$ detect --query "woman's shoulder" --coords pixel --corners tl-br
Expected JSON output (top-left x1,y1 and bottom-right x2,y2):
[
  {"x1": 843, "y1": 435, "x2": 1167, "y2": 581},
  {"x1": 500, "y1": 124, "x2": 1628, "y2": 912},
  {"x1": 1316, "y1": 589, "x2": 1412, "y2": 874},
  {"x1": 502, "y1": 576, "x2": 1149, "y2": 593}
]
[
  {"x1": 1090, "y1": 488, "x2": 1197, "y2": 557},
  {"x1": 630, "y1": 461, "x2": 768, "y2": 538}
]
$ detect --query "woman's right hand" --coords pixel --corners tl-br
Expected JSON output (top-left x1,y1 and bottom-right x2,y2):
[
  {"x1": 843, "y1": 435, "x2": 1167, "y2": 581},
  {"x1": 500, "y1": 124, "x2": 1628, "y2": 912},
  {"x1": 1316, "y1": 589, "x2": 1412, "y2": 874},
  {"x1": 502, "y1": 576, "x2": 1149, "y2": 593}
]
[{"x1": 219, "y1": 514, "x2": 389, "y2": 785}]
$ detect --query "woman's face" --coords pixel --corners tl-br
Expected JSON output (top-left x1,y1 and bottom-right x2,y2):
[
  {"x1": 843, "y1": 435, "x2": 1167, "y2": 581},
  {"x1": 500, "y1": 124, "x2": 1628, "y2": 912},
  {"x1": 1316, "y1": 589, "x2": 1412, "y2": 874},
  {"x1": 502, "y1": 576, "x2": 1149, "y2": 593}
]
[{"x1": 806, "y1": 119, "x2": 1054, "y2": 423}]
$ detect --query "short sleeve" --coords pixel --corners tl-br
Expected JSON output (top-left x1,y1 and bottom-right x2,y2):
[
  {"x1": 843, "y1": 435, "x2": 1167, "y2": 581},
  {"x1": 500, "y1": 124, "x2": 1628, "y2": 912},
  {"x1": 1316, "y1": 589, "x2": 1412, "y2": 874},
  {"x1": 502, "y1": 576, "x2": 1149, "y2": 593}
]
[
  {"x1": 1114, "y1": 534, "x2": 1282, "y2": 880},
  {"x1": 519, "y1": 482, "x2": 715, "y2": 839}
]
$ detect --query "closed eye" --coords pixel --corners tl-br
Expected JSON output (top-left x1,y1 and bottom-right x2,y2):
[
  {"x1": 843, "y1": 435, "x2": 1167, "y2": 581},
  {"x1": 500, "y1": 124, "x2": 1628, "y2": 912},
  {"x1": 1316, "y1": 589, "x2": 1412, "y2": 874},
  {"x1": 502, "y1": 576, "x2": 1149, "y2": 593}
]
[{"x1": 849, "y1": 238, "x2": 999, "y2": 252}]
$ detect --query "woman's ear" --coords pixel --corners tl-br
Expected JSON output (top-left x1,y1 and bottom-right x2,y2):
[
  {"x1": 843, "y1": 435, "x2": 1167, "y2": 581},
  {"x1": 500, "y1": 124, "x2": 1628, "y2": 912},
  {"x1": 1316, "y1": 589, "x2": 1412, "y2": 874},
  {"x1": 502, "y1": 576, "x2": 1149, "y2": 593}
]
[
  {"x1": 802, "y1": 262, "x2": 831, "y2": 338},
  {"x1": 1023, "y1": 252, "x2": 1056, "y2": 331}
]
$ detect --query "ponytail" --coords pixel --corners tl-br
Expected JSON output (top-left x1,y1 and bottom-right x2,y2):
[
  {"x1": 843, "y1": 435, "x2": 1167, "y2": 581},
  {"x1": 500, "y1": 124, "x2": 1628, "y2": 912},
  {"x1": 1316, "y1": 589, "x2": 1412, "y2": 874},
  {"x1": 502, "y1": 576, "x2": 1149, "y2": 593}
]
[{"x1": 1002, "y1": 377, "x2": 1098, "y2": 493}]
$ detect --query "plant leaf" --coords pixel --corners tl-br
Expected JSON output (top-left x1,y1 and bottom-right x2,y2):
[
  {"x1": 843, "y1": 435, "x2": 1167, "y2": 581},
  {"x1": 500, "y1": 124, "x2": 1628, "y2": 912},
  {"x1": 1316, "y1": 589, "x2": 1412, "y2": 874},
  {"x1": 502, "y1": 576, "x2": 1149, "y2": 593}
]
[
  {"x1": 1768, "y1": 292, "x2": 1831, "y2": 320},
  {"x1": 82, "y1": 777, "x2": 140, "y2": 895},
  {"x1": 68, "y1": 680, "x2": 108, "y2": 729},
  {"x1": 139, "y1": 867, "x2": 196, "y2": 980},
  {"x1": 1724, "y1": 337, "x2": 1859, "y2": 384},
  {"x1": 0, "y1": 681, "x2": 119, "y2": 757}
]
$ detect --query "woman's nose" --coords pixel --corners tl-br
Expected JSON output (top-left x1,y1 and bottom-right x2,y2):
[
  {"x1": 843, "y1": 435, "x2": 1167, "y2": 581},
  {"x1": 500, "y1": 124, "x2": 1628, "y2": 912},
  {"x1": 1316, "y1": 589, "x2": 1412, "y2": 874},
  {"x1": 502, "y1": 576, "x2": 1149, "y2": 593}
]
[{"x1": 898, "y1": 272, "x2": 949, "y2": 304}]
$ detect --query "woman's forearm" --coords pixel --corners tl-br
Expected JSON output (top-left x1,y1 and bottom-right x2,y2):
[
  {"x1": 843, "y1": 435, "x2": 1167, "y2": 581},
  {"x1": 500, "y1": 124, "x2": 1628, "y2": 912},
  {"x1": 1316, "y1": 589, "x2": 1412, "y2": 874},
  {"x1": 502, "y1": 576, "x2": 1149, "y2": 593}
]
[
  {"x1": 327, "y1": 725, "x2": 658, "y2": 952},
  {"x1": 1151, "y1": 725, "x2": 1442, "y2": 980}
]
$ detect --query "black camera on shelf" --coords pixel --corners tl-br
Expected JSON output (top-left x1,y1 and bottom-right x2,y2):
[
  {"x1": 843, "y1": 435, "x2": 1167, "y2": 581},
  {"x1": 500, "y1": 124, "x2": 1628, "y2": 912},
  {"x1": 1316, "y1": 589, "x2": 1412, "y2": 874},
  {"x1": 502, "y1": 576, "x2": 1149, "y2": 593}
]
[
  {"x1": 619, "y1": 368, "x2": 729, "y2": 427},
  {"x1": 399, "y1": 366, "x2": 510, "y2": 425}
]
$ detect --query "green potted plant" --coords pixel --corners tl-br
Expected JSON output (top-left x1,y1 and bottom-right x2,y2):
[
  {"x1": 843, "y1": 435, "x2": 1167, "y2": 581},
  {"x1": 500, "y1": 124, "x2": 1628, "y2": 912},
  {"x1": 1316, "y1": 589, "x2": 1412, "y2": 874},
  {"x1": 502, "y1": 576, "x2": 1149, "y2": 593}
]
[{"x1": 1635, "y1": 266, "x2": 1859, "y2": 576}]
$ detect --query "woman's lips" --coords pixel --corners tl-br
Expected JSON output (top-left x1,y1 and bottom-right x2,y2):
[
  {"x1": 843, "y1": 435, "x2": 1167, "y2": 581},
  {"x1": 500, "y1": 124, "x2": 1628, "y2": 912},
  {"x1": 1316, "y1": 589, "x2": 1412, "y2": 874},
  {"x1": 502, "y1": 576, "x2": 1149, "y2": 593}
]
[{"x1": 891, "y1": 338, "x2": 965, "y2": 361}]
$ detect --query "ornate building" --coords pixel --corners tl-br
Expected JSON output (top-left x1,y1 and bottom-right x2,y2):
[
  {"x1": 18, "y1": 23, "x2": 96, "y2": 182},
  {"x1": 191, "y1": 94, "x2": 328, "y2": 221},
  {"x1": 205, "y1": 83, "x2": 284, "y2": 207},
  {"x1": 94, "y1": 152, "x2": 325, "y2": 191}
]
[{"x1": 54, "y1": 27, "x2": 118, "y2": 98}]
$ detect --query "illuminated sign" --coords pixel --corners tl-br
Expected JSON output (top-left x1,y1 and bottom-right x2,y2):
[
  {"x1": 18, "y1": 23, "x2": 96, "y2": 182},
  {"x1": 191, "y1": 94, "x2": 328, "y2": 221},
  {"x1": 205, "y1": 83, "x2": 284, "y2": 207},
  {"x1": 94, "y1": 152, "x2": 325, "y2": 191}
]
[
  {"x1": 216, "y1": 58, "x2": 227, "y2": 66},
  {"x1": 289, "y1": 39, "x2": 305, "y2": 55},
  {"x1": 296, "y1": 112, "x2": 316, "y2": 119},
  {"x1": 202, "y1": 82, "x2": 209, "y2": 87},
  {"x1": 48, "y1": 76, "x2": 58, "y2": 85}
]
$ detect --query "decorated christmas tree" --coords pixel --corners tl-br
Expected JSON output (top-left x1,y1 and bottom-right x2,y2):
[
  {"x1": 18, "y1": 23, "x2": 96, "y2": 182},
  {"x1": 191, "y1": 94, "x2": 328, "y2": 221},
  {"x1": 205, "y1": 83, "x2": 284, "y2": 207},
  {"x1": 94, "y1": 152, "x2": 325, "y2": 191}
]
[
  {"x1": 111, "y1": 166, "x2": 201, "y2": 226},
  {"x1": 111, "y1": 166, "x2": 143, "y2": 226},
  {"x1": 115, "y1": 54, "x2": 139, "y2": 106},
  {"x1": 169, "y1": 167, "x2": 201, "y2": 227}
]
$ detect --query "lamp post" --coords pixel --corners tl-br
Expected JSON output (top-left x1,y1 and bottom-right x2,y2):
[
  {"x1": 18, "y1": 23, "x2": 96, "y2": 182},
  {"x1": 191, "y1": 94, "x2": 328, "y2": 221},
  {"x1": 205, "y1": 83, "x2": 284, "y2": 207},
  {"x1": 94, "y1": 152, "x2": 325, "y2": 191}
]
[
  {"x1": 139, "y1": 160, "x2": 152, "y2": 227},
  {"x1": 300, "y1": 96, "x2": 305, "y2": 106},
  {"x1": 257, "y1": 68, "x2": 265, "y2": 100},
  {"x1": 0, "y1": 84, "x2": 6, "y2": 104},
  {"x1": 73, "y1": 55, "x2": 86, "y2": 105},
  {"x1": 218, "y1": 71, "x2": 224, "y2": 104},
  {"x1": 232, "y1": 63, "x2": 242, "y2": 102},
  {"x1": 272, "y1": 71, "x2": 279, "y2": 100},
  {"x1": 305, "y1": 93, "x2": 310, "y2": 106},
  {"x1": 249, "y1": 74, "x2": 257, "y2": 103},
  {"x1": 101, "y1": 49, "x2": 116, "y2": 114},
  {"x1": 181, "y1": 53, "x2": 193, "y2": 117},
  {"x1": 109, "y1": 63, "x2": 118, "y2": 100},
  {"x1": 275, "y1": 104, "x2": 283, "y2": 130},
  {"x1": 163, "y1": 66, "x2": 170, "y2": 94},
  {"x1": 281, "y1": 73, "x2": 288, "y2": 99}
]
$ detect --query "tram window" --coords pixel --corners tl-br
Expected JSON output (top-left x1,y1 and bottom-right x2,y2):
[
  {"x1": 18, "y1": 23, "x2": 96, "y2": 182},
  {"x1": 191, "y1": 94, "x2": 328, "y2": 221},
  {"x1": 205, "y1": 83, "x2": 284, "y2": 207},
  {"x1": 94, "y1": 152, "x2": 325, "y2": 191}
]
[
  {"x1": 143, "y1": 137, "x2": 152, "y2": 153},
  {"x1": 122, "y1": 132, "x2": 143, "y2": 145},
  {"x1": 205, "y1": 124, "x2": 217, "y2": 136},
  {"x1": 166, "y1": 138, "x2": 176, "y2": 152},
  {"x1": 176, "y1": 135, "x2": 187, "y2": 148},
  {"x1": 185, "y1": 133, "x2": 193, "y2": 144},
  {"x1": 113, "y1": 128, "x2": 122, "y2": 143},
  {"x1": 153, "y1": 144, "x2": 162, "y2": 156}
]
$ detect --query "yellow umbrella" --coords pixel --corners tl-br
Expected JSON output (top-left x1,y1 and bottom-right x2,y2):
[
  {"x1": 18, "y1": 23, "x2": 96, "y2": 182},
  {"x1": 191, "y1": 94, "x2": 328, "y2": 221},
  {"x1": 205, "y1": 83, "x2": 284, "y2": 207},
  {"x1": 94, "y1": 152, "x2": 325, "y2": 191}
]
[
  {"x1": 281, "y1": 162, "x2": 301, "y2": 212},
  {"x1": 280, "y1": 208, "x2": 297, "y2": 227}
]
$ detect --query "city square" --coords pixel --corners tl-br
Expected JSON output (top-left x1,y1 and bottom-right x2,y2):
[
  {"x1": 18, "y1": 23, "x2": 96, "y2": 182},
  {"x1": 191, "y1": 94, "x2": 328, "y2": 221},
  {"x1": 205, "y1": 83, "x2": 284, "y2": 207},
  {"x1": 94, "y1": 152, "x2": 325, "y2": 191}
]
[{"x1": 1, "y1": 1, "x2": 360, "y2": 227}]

* **Instructions for the task**
Which lines above include the word "woman"? Show each one.

* **Exercise response**
$ detect --query "woman's shoulder" --coords pixel --corners tl-br
$ detect --query "woman's right hand" --coords pixel --corners tl-br
$ detect --query "woman's face" --coords pixel --corners tl-br
$ detect --query "woman's ear" --coords pixel --corners tl-br
$ detect --query "woman's nose" --coords pixel --corners tl-br
$ detect --query "woman's forearm" --coords pixel --corners tl-br
$ detect --query "woman's lips" --coords pixel --corners tl-br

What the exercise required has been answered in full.